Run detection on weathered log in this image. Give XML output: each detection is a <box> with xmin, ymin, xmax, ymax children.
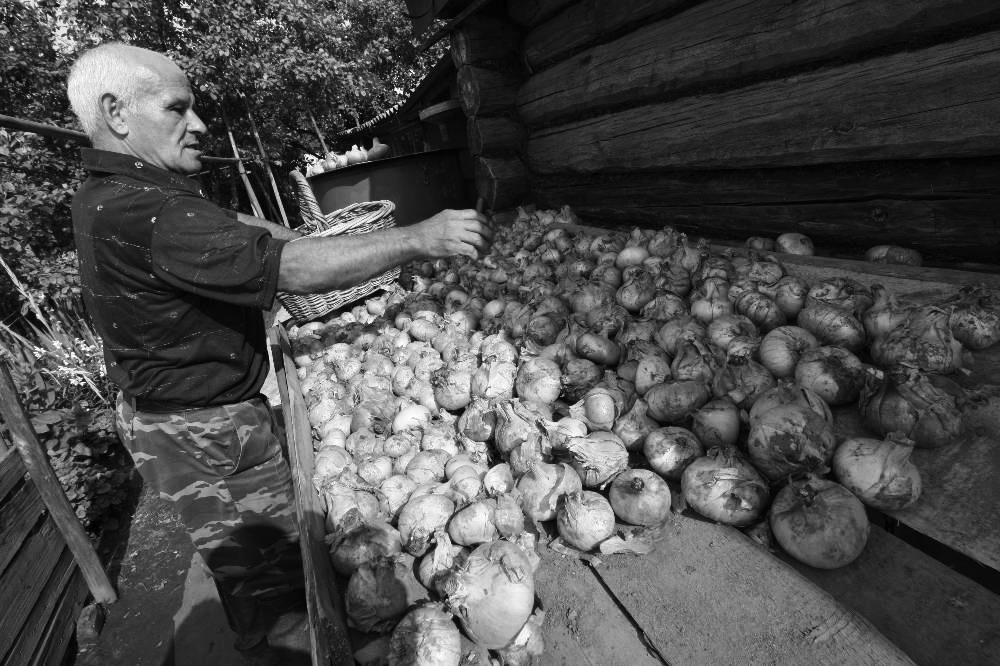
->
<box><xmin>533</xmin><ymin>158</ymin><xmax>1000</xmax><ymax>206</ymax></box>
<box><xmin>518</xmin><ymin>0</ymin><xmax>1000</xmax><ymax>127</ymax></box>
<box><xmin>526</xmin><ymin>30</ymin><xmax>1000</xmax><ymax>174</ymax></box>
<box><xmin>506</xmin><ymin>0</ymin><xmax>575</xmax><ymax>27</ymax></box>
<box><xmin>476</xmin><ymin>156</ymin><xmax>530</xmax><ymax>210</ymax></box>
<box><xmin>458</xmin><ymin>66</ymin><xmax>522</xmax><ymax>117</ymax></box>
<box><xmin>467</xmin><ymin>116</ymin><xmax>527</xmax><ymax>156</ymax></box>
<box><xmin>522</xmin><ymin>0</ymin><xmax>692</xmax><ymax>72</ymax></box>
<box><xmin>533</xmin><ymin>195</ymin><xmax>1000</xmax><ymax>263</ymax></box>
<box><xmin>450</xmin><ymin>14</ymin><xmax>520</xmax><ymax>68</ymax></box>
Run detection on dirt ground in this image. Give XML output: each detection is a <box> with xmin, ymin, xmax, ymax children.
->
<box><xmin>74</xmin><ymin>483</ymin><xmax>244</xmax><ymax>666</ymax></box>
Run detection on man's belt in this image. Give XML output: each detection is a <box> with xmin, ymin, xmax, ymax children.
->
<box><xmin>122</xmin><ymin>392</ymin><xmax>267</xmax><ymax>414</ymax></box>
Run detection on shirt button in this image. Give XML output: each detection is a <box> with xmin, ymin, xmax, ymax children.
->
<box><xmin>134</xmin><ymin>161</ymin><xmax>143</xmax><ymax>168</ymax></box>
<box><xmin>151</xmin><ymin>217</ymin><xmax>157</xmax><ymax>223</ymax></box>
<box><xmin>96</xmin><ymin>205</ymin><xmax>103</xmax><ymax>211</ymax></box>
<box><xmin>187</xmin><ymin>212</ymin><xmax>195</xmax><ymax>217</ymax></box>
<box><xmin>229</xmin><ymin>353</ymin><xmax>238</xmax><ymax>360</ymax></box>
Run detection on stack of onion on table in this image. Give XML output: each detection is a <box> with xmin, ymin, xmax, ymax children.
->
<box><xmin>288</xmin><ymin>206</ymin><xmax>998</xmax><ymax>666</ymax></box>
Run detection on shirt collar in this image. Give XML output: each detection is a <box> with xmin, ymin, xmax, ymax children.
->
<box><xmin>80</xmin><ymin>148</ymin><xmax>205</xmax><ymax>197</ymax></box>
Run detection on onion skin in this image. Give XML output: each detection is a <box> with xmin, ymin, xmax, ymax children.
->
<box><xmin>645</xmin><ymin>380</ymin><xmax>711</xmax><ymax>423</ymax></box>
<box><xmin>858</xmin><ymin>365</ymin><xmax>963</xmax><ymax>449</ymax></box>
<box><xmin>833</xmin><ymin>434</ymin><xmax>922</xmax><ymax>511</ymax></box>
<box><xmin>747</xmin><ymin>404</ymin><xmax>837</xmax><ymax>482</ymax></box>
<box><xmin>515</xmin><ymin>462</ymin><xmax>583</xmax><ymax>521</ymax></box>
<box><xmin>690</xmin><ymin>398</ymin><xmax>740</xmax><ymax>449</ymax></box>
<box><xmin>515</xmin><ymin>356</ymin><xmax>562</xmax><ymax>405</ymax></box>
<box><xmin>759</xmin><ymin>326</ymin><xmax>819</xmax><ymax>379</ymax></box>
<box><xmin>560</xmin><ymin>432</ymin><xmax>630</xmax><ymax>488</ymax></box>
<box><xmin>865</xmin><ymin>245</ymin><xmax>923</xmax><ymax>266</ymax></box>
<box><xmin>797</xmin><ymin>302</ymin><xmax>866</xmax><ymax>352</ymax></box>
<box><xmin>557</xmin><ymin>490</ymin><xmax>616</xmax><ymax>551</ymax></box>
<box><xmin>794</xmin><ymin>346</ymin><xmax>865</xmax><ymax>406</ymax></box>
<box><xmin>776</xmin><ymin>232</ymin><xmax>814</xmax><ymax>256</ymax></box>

Task brief: Determine the number of lines in the data above that include the word "shirt", then answer with that number alone.

Task output: 2